Short task: Reproduce each of the lines word for word.

Records for processing:
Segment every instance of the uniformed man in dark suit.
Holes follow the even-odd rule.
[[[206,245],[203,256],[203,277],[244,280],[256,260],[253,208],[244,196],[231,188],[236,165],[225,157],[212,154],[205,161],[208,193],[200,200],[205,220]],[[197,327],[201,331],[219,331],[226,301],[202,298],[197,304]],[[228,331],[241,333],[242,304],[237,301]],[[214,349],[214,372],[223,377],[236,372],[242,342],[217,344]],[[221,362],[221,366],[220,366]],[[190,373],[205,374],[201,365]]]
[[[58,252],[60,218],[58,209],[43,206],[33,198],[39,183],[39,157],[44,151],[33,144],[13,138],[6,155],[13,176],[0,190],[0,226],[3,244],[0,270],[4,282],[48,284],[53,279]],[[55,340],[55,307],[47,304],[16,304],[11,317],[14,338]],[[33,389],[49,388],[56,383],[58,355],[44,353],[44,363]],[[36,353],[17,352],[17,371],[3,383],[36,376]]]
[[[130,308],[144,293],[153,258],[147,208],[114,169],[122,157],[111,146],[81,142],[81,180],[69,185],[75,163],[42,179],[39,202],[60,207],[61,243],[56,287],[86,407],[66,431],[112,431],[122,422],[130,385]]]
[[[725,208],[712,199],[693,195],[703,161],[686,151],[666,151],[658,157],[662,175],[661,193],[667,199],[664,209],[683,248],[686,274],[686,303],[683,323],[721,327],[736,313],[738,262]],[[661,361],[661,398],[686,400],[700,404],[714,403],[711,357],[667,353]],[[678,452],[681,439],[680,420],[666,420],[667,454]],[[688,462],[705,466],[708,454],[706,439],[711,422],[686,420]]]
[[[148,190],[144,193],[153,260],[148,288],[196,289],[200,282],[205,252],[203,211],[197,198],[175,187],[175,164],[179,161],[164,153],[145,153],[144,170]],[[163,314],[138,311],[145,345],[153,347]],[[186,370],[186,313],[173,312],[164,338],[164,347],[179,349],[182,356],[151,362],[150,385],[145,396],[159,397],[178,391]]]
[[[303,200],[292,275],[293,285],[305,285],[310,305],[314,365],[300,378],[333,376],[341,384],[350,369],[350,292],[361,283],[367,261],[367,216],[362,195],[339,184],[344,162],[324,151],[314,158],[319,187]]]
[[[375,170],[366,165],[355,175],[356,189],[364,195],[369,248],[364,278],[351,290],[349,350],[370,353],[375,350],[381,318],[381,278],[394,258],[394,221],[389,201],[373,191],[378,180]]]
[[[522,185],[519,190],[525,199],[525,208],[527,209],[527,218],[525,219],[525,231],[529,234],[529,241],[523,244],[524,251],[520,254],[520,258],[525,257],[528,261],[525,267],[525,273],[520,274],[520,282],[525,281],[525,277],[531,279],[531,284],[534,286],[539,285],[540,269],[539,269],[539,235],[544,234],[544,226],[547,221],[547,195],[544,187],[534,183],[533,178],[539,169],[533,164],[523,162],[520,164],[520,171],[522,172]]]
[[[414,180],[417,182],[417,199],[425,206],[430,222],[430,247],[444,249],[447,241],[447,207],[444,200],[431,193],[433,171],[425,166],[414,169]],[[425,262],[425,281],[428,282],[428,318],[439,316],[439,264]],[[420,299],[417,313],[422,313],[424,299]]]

Output for this task:
Segment every instance of the uniformed man in dark suit.
Holes follow the even-odd rule.
[[[206,245],[203,256],[203,277],[244,280],[256,260],[253,208],[244,196],[231,188],[236,165],[225,157],[212,154],[205,161],[208,193],[200,200],[205,220]],[[197,327],[201,331],[219,331],[226,301],[202,298],[197,304]],[[228,331],[241,333],[242,304],[237,301]],[[214,349],[214,372],[223,377],[236,372],[242,342],[217,344]],[[221,362],[221,366],[220,366]],[[190,373],[205,374],[201,365]]]
[[[58,252],[60,218],[58,209],[43,206],[33,198],[39,183],[39,157],[44,151],[33,144],[13,138],[6,155],[13,176],[0,190],[0,226],[3,244],[0,270],[4,282],[48,284],[53,279]],[[55,340],[55,307],[47,304],[16,304],[11,317],[14,338]],[[33,389],[49,388],[56,383],[58,355],[44,353],[44,363]],[[36,353],[17,352],[17,371],[3,383],[36,376]]]
[[[130,308],[144,293],[153,258],[147,208],[114,169],[122,157],[111,146],[81,142],[81,180],[69,185],[75,163],[42,179],[39,202],[60,207],[61,243],[56,287],[86,407],[66,431],[112,431],[122,422],[130,385]]]
[[[725,208],[712,199],[693,195],[703,161],[686,151],[666,151],[658,157],[662,175],[661,193],[667,199],[664,209],[683,248],[686,274],[686,303],[683,323],[721,327],[736,313],[738,262]],[[661,361],[661,398],[686,400],[700,404],[714,403],[711,357],[667,353]],[[678,452],[681,439],[680,420],[666,420],[667,454]],[[688,462],[705,466],[708,454],[706,439],[711,422],[686,420]]]
[[[148,190],[144,193],[153,260],[148,288],[196,289],[200,282],[205,252],[203,211],[197,198],[175,187],[175,164],[179,161],[164,153],[145,153],[144,170]],[[163,314],[138,311],[145,345],[153,347]],[[186,370],[186,313],[173,312],[164,338],[164,347],[179,349],[182,356],[151,362],[150,385],[145,396],[159,397],[178,391]]]
[[[303,200],[292,275],[293,285],[305,285],[310,305],[314,365],[300,378],[333,376],[341,384],[350,369],[350,292],[361,283],[367,261],[367,216],[362,195],[339,184],[344,162],[324,151],[314,158],[319,187]]]
[[[375,170],[366,165],[355,175],[356,189],[364,195],[369,248],[364,278],[351,290],[349,350],[370,353],[375,350],[381,318],[381,278],[394,258],[394,221],[389,201],[373,191],[378,180]]]
[[[522,185],[519,190],[525,199],[525,208],[527,209],[527,218],[525,219],[525,231],[529,234],[529,241],[523,244],[524,251],[520,254],[520,258],[525,257],[528,261],[525,267],[525,273],[520,274],[520,282],[525,281],[525,277],[531,279],[531,284],[534,286],[539,285],[540,269],[539,269],[539,235],[544,234],[544,226],[547,221],[547,195],[544,187],[534,183],[533,178],[539,169],[533,164],[523,162],[520,164],[520,171],[522,172]]]
[[[414,180],[417,182],[417,199],[425,206],[430,222],[430,247],[444,249],[447,241],[447,207],[444,200],[431,193],[433,171],[425,166],[414,169]],[[425,262],[425,281],[428,282],[428,318],[439,316],[439,264]],[[420,299],[417,313],[422,313],[424,299]]]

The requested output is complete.